9)  Don't change the parameters of the race at the last-minute
The second day's race had been advertised in the runner's guidebook as being 35km. We were told at the 'technical briefing' on the evening of Day 0 (which comparatively few people attended, because nothing had been done to advertise it) that this had been reduced to 32km. In fact, it had been increased to 38km. 38-and-a-bit km. However, the time allowed was reduced - without any announcement having been made to this effect - from 4'30" to a niggardly 4 hrs. Many people who narrowly missed the new, less generous cutoff point were denied an official classification for the entire event (something which didn't bother me, but rankled with the more serious competitors in the field quite a bit). I think the time allowed for the first day's full marathon might have been reduced as well: the cutoff had been advertised as 5'30", but the race clock already seemed to have been dismantled when I finished just on the 5-hour mark.

10)  Do measure the goddamned courses - and mark the distances - accurately
I believe the organisers may have calculated the distances using a flat map, not taking into account the effects of hills. As I recounted a week or so ago, I was pretty damned sure - having walked that part of the route on the previous day - that the first "5km" of the first race was perhaps as much as 30% long. People with GPS height and distance tracking gizmos on their smartphones reckoned the course overall was certainly between 1.5 and 2km longer than the regular marathon distance it was supposed to be. The last day's race was supposed to be a half-marathon, 21km. At the last minute, it was extended to "22km"; the guys with the smartphones said it was closer to 24km. There were a few eccentricities with the distance marker boards as well: there were a few stretches where there were no markers for 2 or 3km (this tends to cause the poor runner a lot of unnecessary anxiety, when he's got used to seeing a reminder of his progress consistently every kilometre along the way); and there was one point in the later stages of the short last race where a "1km" interval between boards was in fact very nearly 2km.

11)  Don't f*** with people in the finishing stretch
A regular marathon is only supposed to be 195m more than 42km. On the first day's race, the finishing line was at least 450 or 500m beyond the 42km marker (which was, in any event, something over 43km from the start!), and the course was so twisty that you couldn't see where it was until you were almost on top of it. There was a similar deal on the final day, only worse: the course just went on and on and on, after the final kilometre marker. And then one of those big red inflatable arches that they use to mark the finish of a race finally hove into view. But it was a dummy - not the finish at all. WHY??  People yelled at us to keep running for a few hundred more metres. Another red arch came in sight and I sprinted for it - but guess what, it was a SECOND dummy. The real finishing line was yet another 200 or 300m further on; but, of course, by this point, we no longer had complete confidence that this really was the finish. I had had enough by that point: I refused to 'finish' the race, walking in along the sidewalk behind the crowds. Misleading course markings and false finishes are a big no-no.

• • •

• Given request A
In the passage on race organization, how much time was allowed for the second day's race after the unannounced change?

• Material for the task

• • •

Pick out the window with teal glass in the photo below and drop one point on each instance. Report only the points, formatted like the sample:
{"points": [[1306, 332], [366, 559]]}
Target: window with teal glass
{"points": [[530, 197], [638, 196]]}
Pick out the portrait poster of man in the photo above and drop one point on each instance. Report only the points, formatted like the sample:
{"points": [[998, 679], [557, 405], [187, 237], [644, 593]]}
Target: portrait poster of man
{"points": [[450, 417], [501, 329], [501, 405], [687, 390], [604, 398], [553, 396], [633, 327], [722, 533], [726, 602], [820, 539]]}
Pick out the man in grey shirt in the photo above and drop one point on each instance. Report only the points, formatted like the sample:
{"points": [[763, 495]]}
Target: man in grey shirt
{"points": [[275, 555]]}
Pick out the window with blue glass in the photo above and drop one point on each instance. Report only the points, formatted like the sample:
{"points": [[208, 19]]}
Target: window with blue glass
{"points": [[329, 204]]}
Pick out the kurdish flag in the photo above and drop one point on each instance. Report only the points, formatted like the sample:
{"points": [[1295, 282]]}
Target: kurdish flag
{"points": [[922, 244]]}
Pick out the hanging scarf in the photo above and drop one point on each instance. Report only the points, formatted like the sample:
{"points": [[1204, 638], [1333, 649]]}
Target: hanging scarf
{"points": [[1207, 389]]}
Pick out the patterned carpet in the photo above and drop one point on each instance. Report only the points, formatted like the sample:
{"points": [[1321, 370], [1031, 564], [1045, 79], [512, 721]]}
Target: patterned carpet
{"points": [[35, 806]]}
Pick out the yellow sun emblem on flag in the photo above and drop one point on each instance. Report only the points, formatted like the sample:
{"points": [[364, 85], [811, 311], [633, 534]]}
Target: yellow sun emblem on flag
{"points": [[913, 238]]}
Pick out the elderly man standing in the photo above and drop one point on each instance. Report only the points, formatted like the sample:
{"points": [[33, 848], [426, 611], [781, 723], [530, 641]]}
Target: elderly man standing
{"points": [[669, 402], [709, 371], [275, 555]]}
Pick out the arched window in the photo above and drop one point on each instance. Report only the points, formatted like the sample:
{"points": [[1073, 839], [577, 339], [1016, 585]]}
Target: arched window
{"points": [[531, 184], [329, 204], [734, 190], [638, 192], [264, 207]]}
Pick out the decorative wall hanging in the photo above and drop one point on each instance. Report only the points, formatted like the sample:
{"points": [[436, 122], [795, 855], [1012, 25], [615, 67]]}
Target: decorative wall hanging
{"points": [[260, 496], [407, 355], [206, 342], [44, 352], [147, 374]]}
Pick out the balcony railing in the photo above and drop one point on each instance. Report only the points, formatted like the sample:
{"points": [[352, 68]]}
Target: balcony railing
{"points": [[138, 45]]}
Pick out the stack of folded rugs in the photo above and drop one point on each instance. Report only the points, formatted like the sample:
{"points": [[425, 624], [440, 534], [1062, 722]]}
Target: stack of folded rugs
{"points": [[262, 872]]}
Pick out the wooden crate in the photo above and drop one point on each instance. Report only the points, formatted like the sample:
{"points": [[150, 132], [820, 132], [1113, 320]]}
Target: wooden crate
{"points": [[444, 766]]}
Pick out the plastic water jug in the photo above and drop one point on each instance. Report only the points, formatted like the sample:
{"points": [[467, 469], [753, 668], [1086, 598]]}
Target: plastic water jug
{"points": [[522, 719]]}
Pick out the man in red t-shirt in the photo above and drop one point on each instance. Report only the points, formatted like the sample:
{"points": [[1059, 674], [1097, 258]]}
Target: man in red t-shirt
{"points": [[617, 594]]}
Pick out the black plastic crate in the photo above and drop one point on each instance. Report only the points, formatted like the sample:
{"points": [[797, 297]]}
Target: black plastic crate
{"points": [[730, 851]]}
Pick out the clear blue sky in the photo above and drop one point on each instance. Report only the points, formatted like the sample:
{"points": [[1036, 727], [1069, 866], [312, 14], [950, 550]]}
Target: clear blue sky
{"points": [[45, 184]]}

• • •

• Given request B
Pull out every line of the entries that contains the string "flag", where case counts.

• Correct result A
Four hours, down from 4 hours 30 minutes.

• Correct result B
Pick out the kurdish flag in the photo above and drop one point on each instance. Report only the points, formatted like the sample:
Target: kurdish flag
Pick out the yellow sun emblem on flag in the photo above and drop one point on each instance. Report only the points, formatted like the sample:
Target: yellow sun emblem on flag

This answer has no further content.